REQUIRED TASK.
Scale the part of the items that opens with the line containing "scrub top in" and runs through the end of the items: reproduce every line in it, multiplying each point coordinate by 1.45 and rounding to whole numbers, with halves rounded up. Return only that part, without the pictures.

STORED RECORDS.
____________________
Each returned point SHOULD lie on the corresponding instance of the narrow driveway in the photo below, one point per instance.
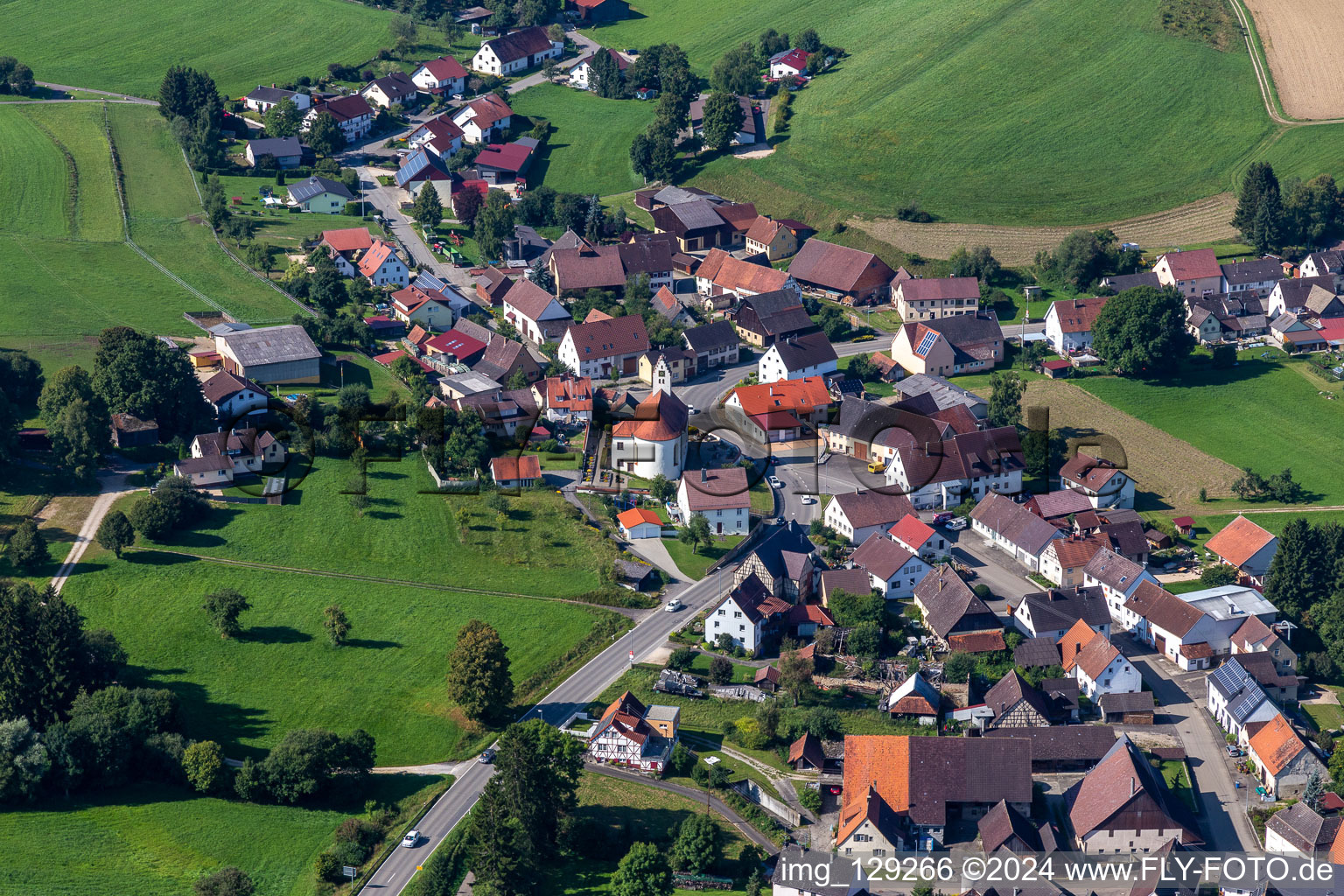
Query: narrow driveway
(1181, 697)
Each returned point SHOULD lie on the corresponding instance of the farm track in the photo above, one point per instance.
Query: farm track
(1199, 222)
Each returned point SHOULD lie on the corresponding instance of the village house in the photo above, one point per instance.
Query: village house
(1065, 559)
(262, 98)
(318, 195)
(270, 355)
(1301, 832)
(722, 497)
(968, 465)
(515, 52)
(581, 74)
(855, 277)
(567, 398)
(1100, 480)
(393, 89)
(900, 792)
(934, 298)
(779, 413)
(1053, 612)
(536, 312)
(785, 562)
(892, 570)
(953, 612)
(284, 152)
(714, 344)
(745, 612)
(764, 318)
(246, 449)
(948, 346)
(441, 77)
(1245, 546)
(1283, 760)
(1124, 806)
(483, 118)
(773, 238)
(797, 356)
(1191, 273)
(914, 700)
(631, 734)
(353, 115)
(654, 442)
(382, 266)
(515, 471)
(1098, 667)
(602, 346)
(1068, 323)
(857, 516)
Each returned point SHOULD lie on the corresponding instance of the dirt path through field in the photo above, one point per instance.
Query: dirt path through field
(1304, 43)
(1160, 464)
(1199, 222)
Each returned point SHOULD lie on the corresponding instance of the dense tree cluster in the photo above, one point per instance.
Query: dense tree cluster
(1141, 332)
(1292, 216)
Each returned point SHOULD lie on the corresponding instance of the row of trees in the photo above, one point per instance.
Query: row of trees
(1293, 216)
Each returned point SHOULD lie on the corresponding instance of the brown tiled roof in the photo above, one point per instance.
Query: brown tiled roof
(1239, 540)
(872, 508)
(609, 339)
(840, 268)
(717, 489)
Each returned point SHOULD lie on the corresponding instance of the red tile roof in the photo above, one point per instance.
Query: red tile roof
(526, 466)
(1239, 540)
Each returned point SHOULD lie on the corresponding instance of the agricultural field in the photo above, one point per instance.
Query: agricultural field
(60, 234)
(107, 45)
(281, 672)
(589, 150)
(1304, 42)
(155, 841)
(1268, 414)
(410, 534)
(983, 112)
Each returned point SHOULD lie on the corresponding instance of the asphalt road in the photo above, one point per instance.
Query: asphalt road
(571, 695)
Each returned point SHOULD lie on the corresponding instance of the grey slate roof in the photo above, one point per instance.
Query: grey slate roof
(270, 344)
(316, 186)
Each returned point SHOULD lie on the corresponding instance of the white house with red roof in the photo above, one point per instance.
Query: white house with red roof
(1103, 484)
(481, 118)
(1068, 323)
(631, 734)
(1245, 546)
(1193, 273)
(382, 266)
(918, 537)
(790, 63)
(536, 315)
(443, 75)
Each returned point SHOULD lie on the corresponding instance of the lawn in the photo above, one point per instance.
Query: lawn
(409, 534)
(156, 841)
(283, 673)
(978, 110)
(696, 564)
(128, 46)
(1261, 414)
(589, 148)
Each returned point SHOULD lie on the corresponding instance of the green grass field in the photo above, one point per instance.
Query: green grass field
(156, 841)
(69, 276)
(990, 110)
(120, 46)
(1264, 414)
(283, 673)
(409, 535)
(589, 150)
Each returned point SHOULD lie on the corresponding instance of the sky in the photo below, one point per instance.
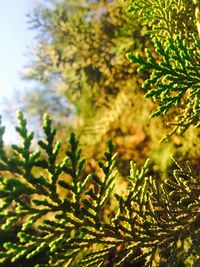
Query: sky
(15, 37)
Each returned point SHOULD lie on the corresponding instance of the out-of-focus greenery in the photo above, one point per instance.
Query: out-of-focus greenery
(89, 85)
(80, 62)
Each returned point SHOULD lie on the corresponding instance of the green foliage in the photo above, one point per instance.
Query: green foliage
(155, 221)
(174, 81)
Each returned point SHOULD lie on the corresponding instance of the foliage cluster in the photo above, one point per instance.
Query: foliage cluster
(154, 223)
(65, 211)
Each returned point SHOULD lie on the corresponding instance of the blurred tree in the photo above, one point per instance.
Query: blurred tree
(87, 83)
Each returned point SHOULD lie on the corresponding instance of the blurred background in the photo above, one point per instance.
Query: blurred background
(68, 58)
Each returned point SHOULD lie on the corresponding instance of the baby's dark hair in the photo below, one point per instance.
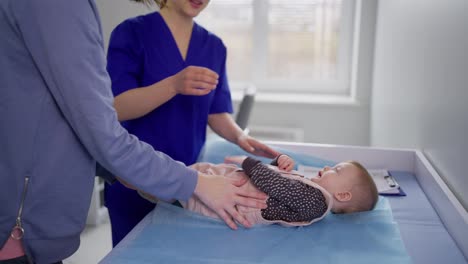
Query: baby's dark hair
(364, 190)
(160, 3)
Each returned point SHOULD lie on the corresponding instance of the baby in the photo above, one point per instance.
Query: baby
(292, 199)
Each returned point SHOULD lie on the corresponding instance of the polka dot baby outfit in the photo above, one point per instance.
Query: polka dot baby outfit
(289, 200)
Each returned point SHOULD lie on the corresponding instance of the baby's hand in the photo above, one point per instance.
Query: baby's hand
(234, 159)
(285, 163)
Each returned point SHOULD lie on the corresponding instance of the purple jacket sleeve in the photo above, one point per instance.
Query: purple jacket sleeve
(65, 41)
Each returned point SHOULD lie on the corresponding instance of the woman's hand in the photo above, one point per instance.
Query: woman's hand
(255, 147)
(234, 159)
(222, 194)
(285, 163)
(193, 80)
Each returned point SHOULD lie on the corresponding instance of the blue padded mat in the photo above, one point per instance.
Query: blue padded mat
(216, 149)
(170, 234)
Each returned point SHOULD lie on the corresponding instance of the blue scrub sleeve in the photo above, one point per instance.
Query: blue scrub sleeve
(222, 98)
(123, 58)
(65, 40)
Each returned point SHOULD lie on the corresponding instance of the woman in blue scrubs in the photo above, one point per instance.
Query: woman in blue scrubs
(169, 81)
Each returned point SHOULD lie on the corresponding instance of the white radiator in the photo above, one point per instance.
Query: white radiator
(271, 133)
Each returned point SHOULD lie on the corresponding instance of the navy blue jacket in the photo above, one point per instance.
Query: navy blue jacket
(57, 119)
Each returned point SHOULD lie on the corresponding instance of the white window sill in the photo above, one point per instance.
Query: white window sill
(290, 98)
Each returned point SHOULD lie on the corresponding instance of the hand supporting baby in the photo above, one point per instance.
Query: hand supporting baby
(285, 162)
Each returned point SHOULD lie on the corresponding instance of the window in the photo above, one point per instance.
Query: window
(294, 46)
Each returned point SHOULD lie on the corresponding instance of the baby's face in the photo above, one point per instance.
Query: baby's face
(338, 178)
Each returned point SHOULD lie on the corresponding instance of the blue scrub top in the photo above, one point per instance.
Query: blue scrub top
(142, 51)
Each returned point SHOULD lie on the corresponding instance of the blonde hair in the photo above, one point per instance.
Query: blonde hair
(160, 3)
(364, 192)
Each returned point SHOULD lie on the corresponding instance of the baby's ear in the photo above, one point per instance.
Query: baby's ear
(343, 196)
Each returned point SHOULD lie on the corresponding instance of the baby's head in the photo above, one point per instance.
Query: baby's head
(351, 186)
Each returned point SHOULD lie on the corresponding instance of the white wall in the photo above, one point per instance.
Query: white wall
(322, 122)
(421, 83)
(333, 123)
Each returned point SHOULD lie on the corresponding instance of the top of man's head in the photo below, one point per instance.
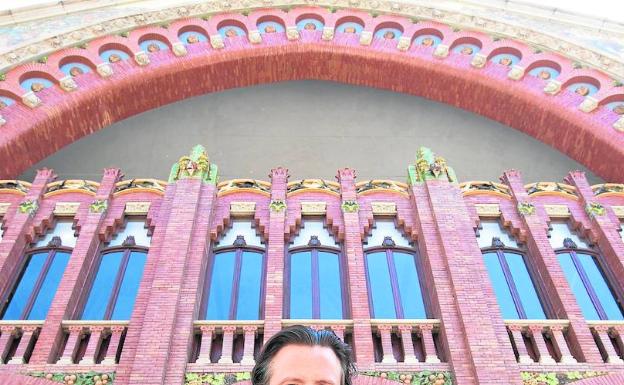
____________________
THE REPLY.
Each returned point SHOULD lie on the corresponding instance of the blue scrub top in the photo above, one point per instance.
Query: blue scrub top
(206, 74)
Each returned point SHOULD lie on the corresponding instance of the blonde hair in the photo above, one point per instance.
Query: blonde hair
(232, 4)
(528, 278)
Each returned point SHOULD lie on the corresponding instance of the baby's ear in the photo above, one point per instance.
Query: baby's ear
(497, 284)
Each returned point SHOULD lie on the corresponding instance of the baby's head in the photo above, one point per instance.
Query: baby's head
(509, 270)
Each returned point SHOULD lie on the corresponding instance of the white wall in the photo above, one point per instance.
Query: white wall
(467, 177)
(610, 120)
(483, 178)
Each returned point SHOULD lie on the corresponding instance of the top of man's head in the photo below, one point per instance.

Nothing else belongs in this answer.